Problem
Copy the records below, from the line containing "Where can the brown dry" through the last line; leave out pictures.

--- Start of Stored rows ---

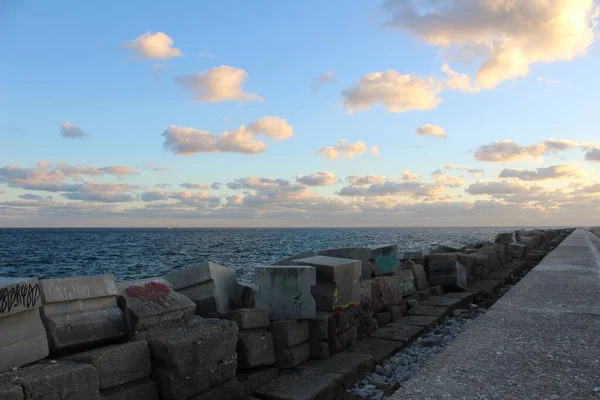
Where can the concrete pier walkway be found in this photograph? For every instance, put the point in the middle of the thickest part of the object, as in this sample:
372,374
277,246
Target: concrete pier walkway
540,341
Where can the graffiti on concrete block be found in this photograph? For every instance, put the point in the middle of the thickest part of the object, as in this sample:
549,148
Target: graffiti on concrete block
19,296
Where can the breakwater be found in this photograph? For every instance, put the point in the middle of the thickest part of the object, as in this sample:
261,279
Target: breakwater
308,327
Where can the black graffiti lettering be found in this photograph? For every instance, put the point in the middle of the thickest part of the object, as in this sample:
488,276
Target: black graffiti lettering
19,296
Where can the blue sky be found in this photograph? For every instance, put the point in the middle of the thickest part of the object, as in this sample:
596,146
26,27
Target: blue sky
69,62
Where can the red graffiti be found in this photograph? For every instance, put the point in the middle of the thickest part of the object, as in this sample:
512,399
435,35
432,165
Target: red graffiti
150,291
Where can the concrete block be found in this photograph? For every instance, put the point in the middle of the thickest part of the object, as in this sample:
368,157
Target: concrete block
328,324
288,261
342,340
517,250
255,348
23,339
289,333
289,357
285,291
398,332
450,275
337,281
151,302
352,366
303,384
375,261
377,348
420,276
55,381
505,238
246,293
398,311
251,318
144,389
10,392
81,313
452,247
232,390
383,318
212,287
117,364
192,356
256,378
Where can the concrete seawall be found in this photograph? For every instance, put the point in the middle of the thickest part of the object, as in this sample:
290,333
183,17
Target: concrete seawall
310,327
540,341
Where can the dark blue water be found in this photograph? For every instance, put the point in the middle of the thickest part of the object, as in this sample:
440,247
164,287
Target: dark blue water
139,253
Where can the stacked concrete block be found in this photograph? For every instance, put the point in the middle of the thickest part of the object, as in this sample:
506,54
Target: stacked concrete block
81,313
212,287
452,247
505,238
123,370
517,250
23,337
375,261
450,274
288,261
332,332
150,302
55,380
285,291
191,358
337,281
291,338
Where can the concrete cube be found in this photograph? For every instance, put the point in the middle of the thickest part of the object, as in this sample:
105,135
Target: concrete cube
144,389
81,313
375,261
192,356
452,247
517,250
337,281
151,302
251,318
255,348
285,291
23,339
211,286
55,381
118,364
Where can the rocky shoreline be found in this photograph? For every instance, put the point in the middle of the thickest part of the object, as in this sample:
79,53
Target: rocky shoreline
310,326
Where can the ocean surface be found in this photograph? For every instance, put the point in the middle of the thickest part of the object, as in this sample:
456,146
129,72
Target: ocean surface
141,253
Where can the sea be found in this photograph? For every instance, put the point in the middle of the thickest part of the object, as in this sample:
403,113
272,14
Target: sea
141,253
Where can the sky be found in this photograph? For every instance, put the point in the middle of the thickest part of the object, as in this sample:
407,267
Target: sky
292,114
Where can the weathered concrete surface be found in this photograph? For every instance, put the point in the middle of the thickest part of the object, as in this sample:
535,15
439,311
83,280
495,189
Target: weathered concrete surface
81,312
117,364
211,286
285,291
539,341
303,384
58,380
151,302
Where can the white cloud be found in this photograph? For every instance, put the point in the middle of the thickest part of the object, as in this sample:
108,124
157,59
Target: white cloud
324,79
507,150
503,34
365,179
346,149
397,92
562,171
223,83
187,141
150,46
431,130
70,131
322,178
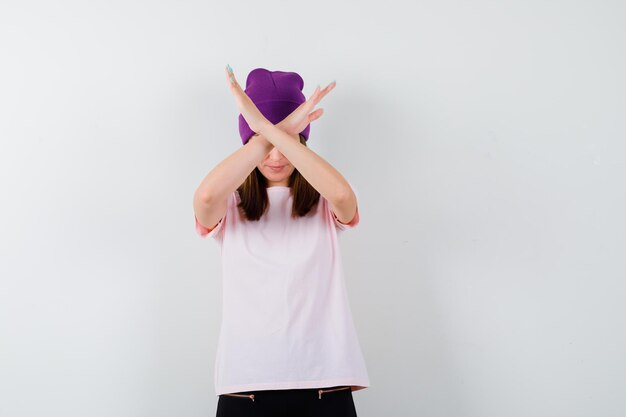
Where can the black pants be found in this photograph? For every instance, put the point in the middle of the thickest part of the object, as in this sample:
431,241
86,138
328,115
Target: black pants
302,402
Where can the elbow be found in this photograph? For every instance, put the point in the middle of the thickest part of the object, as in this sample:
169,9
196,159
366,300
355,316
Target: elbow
201,197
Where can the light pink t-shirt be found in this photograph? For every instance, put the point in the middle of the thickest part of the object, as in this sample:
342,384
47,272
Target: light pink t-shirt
286,318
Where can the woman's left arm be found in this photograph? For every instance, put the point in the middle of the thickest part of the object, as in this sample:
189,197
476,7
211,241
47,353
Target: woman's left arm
316,170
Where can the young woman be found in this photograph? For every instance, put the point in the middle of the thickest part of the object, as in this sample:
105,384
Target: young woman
287,343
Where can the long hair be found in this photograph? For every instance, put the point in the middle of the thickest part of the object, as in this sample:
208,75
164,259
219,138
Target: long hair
254,199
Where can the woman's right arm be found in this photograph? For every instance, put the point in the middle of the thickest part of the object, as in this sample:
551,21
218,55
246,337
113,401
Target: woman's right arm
210,200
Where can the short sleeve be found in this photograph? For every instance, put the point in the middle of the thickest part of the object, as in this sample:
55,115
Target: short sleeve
355,220
217,231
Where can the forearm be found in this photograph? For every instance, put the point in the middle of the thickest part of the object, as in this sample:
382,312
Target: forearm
231,172
318,172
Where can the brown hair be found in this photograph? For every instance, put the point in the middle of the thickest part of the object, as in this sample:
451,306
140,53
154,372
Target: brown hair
254,200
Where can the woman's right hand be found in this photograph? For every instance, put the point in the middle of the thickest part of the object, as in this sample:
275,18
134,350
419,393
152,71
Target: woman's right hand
300,118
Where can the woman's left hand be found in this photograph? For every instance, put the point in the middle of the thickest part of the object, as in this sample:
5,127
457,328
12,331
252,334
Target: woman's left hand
247,108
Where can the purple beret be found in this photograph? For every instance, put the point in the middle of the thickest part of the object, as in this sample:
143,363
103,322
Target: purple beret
276,94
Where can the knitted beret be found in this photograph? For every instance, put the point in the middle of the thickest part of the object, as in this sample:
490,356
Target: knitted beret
276,94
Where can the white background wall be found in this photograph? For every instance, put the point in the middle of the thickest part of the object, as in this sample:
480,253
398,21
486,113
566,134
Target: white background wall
487,142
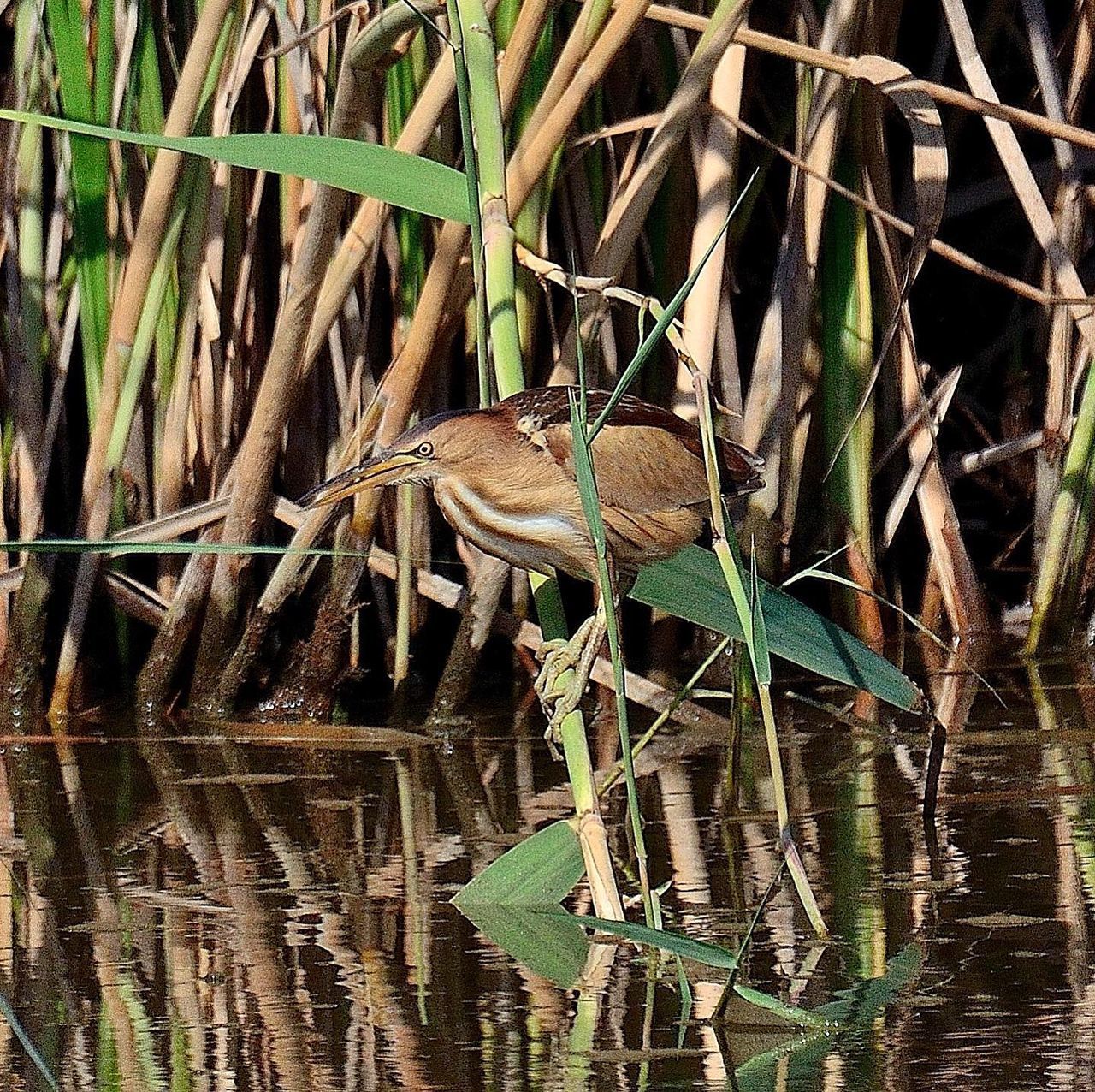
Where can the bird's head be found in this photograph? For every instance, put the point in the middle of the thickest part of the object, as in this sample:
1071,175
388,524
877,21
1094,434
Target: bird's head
422,454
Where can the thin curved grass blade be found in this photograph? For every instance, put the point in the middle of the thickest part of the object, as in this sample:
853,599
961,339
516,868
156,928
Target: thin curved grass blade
405,181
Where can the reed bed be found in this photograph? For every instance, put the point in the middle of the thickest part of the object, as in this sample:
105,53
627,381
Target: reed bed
898,318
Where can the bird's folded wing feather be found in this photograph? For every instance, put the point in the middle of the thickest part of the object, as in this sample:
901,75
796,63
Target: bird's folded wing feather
646,459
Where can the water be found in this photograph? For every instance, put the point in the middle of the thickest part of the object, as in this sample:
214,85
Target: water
267,906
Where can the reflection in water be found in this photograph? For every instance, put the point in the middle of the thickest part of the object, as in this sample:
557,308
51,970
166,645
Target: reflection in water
266,906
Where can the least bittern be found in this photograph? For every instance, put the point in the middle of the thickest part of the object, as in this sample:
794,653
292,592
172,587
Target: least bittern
504,478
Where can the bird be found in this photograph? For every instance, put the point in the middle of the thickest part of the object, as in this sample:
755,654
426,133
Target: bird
504,478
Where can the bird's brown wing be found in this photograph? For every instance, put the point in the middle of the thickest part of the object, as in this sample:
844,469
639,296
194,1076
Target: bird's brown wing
648,459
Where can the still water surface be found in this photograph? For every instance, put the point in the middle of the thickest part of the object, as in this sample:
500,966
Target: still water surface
267,906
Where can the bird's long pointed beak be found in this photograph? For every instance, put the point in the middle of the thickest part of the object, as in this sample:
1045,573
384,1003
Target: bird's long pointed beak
372,473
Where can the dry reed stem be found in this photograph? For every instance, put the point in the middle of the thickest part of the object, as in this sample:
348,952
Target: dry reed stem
835,62
623,223
1055,559
949,253
281,377
777,386
958,583
1068,216
159,196
399,390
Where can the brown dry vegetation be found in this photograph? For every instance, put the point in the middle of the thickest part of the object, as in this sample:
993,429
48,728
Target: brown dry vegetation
898,319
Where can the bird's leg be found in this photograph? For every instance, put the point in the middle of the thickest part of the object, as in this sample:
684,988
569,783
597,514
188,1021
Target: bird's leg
578,654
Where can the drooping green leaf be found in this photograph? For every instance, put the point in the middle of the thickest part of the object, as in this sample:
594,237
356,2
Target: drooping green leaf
548,944
405,181
540,871
802,1036
691,586
710,955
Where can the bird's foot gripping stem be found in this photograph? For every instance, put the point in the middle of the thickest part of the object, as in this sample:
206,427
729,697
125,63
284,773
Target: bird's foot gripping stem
561,697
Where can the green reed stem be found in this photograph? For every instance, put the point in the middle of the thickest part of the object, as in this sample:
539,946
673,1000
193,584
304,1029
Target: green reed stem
590,504
1061,544
89,183
747,605
471,172
489,151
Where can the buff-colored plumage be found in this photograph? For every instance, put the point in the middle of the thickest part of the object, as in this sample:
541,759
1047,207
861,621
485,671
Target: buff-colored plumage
504,478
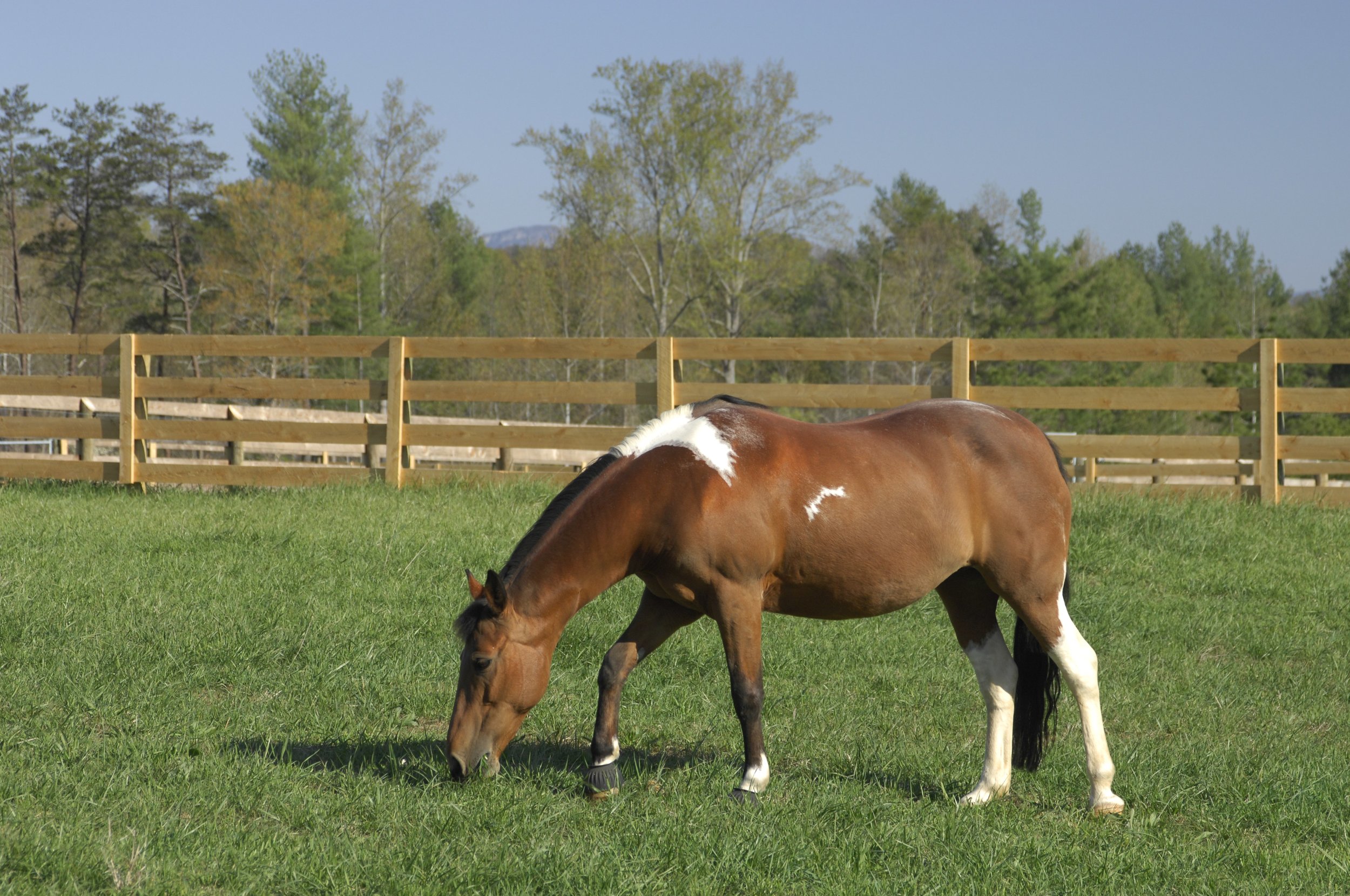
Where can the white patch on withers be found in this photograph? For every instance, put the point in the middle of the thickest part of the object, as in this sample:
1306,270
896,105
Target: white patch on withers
814,508
679,427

--- End of Stored rows ---

Result for this exercise
Where can the brown dry vegetation be found in this photograph? For every instance, put the point in the middle of the thickest part of the object, as in this sample:
993,429
48,728
Target: brown dry vegetation
898,319
Where can the bird's leg be found in this photograph? For every instance, put the point in the middle of the thickest part of the object, as in this sample:
684,988
569,783
597,514
188,1021
Target: bird's leg
578,654
Where can the drooping green leaf be found in this photograph? For every instance, put the point in the middle of the thickest part of the object, as in this sample:
594,237
356,2
Target: drooping green leaf
548,944
405,181
540,871
802,1036
691,586
710,955
Where can the bird's foot gripping stem be found in this photograph? For every instance, put the point in the middle of the thickest part of the object, as in this sample:
206,427
729,697
125,63
284,773
Target: bird's foot gripping stem
561,697
Where can the green reed stem be found in this photograph? For every instance, put the point in the middle of the thickest part of the object, as in this sample:
539,946
673,1000
193,584
304,1029
Target: green reed stem
590,504
1061,544
89,183
747,605
471,172
489,151
Where can the buff-colored plumage be found in this photograph? For every instance, put the point in the middle of the thickest part of the object, as in this sample:
541,759
1047,207
861,621
485,671
Target: buff-colored plumage
504,478
Where can the white patch on withers be found in this photograph? For every instance, put the point in the middle of the thickest part of the object, as in this sample:
1306,270
896,105
Target: white patch on withers
814,508
679,427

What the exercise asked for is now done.